The records below must be copied in full; omit the images.

>> Begin Dataset extract

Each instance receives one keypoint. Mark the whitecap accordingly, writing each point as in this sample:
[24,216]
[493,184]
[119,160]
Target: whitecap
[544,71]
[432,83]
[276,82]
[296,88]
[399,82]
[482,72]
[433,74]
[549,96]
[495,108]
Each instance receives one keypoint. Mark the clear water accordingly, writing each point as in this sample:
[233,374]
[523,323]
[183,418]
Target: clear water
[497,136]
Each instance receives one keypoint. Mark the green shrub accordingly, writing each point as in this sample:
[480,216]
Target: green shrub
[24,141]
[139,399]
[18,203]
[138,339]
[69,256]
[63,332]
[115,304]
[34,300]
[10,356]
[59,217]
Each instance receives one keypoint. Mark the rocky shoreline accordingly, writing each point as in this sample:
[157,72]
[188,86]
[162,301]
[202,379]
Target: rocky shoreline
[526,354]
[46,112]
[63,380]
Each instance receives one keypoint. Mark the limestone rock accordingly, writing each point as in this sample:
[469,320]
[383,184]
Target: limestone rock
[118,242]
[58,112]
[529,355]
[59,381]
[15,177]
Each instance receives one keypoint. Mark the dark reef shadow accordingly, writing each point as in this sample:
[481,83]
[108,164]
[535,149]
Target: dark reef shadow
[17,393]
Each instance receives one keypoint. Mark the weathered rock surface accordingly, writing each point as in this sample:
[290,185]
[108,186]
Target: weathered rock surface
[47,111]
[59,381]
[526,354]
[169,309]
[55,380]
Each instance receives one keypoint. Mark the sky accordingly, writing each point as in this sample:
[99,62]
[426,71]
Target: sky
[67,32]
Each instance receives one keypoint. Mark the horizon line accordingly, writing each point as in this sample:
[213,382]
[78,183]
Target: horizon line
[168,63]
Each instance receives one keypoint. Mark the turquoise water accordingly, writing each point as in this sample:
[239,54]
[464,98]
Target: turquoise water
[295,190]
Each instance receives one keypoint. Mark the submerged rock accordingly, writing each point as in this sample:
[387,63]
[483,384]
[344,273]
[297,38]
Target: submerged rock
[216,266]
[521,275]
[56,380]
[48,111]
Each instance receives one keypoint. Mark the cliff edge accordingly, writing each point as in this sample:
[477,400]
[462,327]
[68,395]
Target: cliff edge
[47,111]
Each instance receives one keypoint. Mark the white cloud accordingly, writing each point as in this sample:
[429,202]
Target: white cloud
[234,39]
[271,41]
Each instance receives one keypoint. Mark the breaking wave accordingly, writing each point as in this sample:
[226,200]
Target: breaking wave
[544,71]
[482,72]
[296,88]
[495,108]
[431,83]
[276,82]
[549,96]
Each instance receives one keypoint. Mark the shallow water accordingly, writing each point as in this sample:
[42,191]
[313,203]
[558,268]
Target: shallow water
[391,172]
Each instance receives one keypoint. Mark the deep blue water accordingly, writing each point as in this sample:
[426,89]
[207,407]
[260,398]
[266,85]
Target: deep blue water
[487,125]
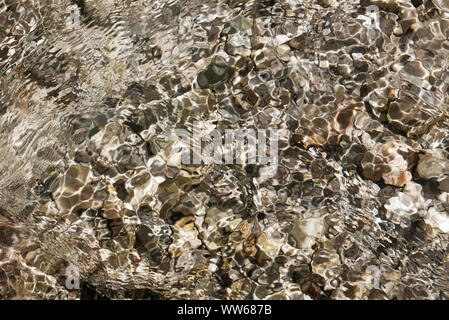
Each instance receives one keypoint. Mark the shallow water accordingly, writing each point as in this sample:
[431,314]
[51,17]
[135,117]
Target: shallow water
[91,179]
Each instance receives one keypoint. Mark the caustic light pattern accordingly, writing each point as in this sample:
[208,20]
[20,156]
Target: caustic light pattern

>> End Dataset extract

→ Response for this exercise
Each instance receives one keypoint. Mark the whitecap accordingly, writing each point as in this sample:
[24,216]
[493,184]
[119,160]
Target: whitecap
[544,71]
[432,83]
[276,82]
[296,88]
[399,82]
[482,72]
[433,74]
[549,96]
[495,108]
Each instance receives one keypoint. Mark the clear water accordingly, writing each point as in this sample:
[233,374]
[523,323]
[183,418]
Target: clear water
[497,136]
Each instance receives one keypoint. Mark the green shrub accordingly, writing each point as in this sample:
[480,216]
Target: green shrub
[24,141]
[139,399]
[18,203]
[138,339]
[69,256]
[63,332]
[115,304]
[34,300]
[10,356]
[59,217]
Each instance receives one keypoint. Mark the rocky shoreline accordingly, writing each point as in this sample:
[157,72]
[188,86]
[162,301]
[202,379]
Target: rocky shoreline
[526,354]
[46,112]
[63,380]
Each instance receives one keypoint. Mark the limestone rock accordingly, writing each point as in this sample:
[469,320]
[383,184]
Target: limestone rock
[118,242]
[58,112]
[529,355]
[59,381]
[15,177]
Each instance receives one keypoint. Mark the dark reef shadow accordingly, writing each point as in this sample:
[481,83]
[108,164]
[535,149]
Target: dark reef shadow
[17,393]
Each instance receives one keypoint. Mark the weathered rock surface accordingly, writing each point as in this sample:
[290,185]
[108,186]
Target: weathered rock surface
[47,111]
[59,381]
[526,354]
[169,309]
[55,380]
Each instance receives one keypoint. Mark the sky accordingly, writing each point as in this sample:
[99,62]
[426,71]
Target: sky
[67,32]
Each instance receives one keypoint. Mark the horizon line accordingly, writing each point as in this sample:
[213,382]
[78,183]
Target: horizon line
[168,63]
Each instance receives one keypoint. Mark the turquoise water accordingly, writing each point as in this sample:
[239,54]
[464,98]
Target: turquoise water
[295,190]
Each instance receives one keypoint. Mark the submerged rock accordingly, writing each point as in this sample:
[387,63]
[483,384]
[344,273]
[297,38]
Target: submerged rock
[216,266]
[521,275]
[56,380]
[48,111]
Each instance receives one keypoint. Mark the cliff edge accordingly, writing each point as in this sample:
[477,400]
[462,327]
[68,395]
Target: cliff edge
[47,111]
Each instance receives one keypoint. Mark the white cloud accordingly, writing each point as in this sample:
[429,202]
Target: white cloud
[234,39]
[271,41]
Each instance receives one keypoint. Mark the breaking wave accordingly, writing each point as in this sample:
[226,200]
Target: breaking wave
[544,71]
[482,72]
[296,88]
[495,108]
[431,83]
[276,82]
[549,96]
Each instance receives one keypoint. Mark the shallow water accordingly, writing each point as in this sample:
[42,191]
[313,203]
[558,268]
Target: shallow water
[391,172]
Each instance receives one keypoint. Mark the deep blue water accordingly, writing each point as in this sample:
[426,89]
[207,407]
[260,398]
[266,85]
Target: deep blue water
[487,125]
Each instance receives one keypoint. Mark the shallow water accordingly, writing each point as in this sample:
[431,314]
[51,17]
[135,117]
Target: shallow water
[91,179]
Each instance receives one keypoint. Mark the caustic light pattern accordingly, writing each point as in this sample:
[208,20]
[20,156]
Target: caustic light pattern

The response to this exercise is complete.